* [RECORDS FOR THIS TASK]

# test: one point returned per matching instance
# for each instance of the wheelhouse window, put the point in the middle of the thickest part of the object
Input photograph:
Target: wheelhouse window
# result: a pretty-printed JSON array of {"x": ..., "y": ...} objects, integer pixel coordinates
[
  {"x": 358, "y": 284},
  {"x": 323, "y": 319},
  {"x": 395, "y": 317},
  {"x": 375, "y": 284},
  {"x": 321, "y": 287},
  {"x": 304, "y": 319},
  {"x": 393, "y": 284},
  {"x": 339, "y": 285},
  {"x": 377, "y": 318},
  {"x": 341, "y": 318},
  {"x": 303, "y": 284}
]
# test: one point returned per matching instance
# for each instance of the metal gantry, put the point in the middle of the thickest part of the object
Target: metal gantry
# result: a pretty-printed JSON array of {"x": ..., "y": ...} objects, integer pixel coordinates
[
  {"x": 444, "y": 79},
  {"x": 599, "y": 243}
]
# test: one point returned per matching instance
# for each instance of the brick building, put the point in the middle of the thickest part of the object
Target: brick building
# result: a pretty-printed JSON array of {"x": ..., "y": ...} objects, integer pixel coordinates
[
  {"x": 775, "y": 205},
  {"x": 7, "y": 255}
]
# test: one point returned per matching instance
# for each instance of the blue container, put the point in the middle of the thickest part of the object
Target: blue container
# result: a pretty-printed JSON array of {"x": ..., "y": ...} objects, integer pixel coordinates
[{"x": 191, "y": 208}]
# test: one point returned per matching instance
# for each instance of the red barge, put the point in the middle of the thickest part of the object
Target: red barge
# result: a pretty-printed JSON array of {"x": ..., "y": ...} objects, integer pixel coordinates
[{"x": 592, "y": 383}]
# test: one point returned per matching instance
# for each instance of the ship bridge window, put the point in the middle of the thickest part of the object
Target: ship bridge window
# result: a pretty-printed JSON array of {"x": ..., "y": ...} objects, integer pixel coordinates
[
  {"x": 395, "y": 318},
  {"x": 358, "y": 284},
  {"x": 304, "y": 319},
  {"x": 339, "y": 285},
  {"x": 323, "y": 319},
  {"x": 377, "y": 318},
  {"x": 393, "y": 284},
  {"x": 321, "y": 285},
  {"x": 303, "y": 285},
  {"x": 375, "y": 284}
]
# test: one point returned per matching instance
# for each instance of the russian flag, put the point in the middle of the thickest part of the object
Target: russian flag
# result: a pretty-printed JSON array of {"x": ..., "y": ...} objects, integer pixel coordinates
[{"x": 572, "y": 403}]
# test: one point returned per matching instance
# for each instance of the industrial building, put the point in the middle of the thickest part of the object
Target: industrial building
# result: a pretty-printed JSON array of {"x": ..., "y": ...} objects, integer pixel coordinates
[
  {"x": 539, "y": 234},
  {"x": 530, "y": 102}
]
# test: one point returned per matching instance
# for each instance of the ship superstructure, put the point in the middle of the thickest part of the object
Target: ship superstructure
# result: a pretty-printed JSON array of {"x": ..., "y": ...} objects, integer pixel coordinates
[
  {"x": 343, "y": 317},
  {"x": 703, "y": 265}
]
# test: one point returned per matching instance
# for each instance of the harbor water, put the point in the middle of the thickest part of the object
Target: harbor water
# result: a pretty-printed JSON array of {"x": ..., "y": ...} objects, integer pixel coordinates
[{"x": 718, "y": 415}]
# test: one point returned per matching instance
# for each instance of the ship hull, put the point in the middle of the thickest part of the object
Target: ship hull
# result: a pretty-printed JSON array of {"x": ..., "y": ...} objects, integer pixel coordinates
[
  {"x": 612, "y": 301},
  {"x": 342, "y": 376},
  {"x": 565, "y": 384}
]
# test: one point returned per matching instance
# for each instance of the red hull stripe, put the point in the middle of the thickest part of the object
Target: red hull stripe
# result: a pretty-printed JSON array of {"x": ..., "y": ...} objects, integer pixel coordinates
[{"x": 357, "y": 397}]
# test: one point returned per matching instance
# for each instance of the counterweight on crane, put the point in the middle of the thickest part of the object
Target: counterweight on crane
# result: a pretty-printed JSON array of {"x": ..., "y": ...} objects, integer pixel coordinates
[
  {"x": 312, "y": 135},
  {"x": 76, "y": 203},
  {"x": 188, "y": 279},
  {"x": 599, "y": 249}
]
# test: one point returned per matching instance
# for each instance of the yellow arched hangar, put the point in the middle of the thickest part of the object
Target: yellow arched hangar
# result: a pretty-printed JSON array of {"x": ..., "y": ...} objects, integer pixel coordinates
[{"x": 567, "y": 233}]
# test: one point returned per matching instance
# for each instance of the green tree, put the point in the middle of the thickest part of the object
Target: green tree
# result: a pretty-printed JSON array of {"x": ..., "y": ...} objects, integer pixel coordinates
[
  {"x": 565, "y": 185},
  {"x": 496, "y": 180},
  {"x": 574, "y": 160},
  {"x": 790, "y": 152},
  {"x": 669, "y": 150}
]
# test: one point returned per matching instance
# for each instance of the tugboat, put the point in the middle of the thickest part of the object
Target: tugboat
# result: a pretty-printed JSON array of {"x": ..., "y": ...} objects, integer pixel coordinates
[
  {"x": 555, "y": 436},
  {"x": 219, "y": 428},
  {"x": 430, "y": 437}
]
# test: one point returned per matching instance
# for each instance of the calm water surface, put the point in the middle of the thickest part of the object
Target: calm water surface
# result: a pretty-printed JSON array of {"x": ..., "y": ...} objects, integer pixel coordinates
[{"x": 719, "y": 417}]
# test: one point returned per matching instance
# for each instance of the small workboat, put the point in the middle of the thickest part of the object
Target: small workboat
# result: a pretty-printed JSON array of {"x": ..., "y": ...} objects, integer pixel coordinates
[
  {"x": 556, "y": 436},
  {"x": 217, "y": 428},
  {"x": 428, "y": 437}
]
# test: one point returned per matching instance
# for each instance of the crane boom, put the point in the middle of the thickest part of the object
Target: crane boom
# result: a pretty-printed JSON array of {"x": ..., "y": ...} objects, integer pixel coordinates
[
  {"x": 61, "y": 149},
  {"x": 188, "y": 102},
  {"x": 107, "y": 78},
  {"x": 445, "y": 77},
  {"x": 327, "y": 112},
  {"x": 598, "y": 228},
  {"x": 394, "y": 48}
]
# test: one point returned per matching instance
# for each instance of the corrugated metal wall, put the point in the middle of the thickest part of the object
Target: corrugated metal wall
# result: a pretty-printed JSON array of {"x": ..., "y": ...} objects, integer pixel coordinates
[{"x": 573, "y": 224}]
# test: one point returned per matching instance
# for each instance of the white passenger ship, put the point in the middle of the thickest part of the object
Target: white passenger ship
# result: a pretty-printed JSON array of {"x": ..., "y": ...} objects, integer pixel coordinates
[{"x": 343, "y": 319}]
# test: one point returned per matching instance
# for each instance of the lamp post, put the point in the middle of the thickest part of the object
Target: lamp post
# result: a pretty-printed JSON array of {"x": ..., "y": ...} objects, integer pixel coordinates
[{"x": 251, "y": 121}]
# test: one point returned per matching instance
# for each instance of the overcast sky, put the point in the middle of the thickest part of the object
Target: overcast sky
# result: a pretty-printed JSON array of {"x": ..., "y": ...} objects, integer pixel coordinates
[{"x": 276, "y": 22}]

* [WORK TO DO] Pull out every line of the data above that contains the string "surface". Treat uppercase and lowercase as different.

* [EXPECTED ANSWER]
# for each instance of the calm water surface, put the point in the middle of the thickest part of the object
Target: calm water surface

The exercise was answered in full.